Historical Fiction Writing Prompts
Historical fiction writing prompts set in specific times and places with era-appropriate dilemmas. Each prompt gives you a real historical context and a character whose choices are shaped by the constraints of their world.
Historical Fiction writing prompts
Amsterdam, 1672. A printer has enough paper for one more run and two competing commissions: a pamphlet defending the Grand Pensionary, and one calling for his execution. The French army is forty miles away.
A ship's surgeon on a Spanish galleon in 1781 watches the captain's fever get worse. The first mate has told the crew the captain is fine and has started giving orders.
Kansas, 1878. A woman arrives to homestead a claim and finds a family already living on it. They have a deed too.
Kyoto, 1868. A silk weaver is offered a government contract to retool her workshop for machine-woven cotton. Her family has practiced the craft for five generations.

Data records:
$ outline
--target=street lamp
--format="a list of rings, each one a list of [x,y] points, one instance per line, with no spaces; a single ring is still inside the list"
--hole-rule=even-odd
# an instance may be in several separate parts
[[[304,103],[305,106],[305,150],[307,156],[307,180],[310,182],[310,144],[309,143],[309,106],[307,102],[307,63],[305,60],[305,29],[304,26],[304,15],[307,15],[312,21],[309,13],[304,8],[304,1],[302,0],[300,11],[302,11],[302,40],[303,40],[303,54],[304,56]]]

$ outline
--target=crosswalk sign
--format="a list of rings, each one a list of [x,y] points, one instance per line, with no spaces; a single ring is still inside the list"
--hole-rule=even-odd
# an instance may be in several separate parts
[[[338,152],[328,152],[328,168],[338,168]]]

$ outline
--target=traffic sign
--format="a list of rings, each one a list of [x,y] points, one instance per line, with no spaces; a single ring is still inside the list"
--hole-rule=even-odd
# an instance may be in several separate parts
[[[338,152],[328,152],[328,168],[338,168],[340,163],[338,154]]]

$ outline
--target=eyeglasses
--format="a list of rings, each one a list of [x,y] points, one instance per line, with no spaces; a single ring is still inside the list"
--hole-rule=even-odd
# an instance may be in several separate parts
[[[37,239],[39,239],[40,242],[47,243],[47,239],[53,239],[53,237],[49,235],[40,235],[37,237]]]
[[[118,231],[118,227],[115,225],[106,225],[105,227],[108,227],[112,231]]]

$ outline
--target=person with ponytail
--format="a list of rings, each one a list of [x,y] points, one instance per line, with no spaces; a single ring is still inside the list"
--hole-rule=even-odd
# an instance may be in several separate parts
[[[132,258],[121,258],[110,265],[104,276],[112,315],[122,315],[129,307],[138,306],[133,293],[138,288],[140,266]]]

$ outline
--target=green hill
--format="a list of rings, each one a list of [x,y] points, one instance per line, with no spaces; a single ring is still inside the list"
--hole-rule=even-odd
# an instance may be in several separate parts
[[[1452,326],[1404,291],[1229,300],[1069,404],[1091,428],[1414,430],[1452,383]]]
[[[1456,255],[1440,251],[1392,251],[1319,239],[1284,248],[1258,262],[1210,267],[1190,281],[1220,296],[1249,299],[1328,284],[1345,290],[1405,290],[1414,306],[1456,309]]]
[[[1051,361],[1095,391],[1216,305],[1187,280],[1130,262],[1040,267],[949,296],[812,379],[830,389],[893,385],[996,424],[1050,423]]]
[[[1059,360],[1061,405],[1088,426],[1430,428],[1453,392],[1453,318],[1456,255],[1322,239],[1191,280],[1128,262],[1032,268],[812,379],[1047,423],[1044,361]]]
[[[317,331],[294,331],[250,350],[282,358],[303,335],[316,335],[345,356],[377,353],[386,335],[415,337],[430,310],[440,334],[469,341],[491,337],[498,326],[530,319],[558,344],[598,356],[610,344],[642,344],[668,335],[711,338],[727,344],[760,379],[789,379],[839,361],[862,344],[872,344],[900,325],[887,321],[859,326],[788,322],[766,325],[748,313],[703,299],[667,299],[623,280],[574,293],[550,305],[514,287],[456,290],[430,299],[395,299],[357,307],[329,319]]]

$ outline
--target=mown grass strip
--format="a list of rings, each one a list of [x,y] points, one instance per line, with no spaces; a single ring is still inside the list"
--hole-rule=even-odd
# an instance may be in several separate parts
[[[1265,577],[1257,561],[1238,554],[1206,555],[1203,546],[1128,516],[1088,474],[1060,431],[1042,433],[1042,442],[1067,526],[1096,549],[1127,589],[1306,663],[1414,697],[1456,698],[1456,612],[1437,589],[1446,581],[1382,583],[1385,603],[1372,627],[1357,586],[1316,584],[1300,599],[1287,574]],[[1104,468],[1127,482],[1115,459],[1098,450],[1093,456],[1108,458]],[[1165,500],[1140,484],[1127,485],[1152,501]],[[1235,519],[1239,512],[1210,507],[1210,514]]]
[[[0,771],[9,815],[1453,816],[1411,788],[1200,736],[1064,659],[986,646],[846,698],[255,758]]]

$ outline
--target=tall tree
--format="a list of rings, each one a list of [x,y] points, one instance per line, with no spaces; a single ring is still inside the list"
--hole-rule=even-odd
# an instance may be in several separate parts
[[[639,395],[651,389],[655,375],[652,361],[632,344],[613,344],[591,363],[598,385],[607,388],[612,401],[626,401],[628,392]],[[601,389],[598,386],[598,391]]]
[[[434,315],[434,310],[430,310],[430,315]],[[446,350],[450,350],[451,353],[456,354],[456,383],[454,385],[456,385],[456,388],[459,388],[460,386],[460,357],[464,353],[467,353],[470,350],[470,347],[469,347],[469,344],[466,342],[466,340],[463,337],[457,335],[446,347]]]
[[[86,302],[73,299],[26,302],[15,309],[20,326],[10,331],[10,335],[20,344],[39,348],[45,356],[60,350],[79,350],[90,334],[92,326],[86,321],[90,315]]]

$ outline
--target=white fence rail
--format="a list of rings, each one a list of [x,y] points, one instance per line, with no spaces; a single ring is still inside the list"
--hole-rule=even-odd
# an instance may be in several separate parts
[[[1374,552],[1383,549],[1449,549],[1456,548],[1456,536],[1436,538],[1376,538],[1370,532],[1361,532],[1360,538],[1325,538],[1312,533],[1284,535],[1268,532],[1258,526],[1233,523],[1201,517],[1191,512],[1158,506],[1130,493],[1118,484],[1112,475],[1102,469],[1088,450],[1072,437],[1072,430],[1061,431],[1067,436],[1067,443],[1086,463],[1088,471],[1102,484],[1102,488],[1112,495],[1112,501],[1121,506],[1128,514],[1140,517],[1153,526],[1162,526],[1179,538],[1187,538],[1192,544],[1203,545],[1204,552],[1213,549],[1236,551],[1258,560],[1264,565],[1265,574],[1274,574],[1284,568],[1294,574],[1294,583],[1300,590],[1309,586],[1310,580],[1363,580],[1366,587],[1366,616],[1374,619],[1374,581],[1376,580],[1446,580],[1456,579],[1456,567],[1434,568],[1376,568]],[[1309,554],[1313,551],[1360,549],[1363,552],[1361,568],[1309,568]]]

*Work item*. Extend the list of historical fiction writing prompts with several more entries, each set in a real time and place and matching the format of the ones above.

*Exercise answer*.
Wales, 1913. A miner's widow is offered her husband's job in the pit. Same shift, same coal face. She has four children and no other income.
A laundress in Paris in 1793 washes linens for an aristocratic family in hiding, a member of the Committee of Public Safety, and a printer who works for both sides.
A trader in Benin City in 1680 is offered a Portuguese contract that would triple his income. The goods they want in exchange are not brass or ivory.
Virginia, 1864. The war is almost over and everyone knows it. A plantation owner's youngest son comes home wearing a Union uniform.
Denmark, 1943. A fisherman's neighbor asks him to take his family across the Øresund to Sweden in his boat. The crossing is dangerous, the patrol boats are active, and the fisherman has never smuggled anyone before.
Colonial Nigeria, 1929. The British impose a tax on women, something that has never existed in Igbo society. The women are organizing.
Havana, 1960. A jazz musician who played the casinos for twenty years watches the new government shut them down one by one. He has no other audience.
India, 1947. Partition is announced. A doctor runs a clinic on a street that is about to become the border.
Vienna, 1907. A young man keeps failing the art school entrance exam. His landlady thinks he has talent. His roommate thinks he should try politics.
Moscow, 1961. A Soviet engineer is assigned to the space program. Her husband doesn't know. Nobody can know. She takes the train to a city that doesn't appear on any map.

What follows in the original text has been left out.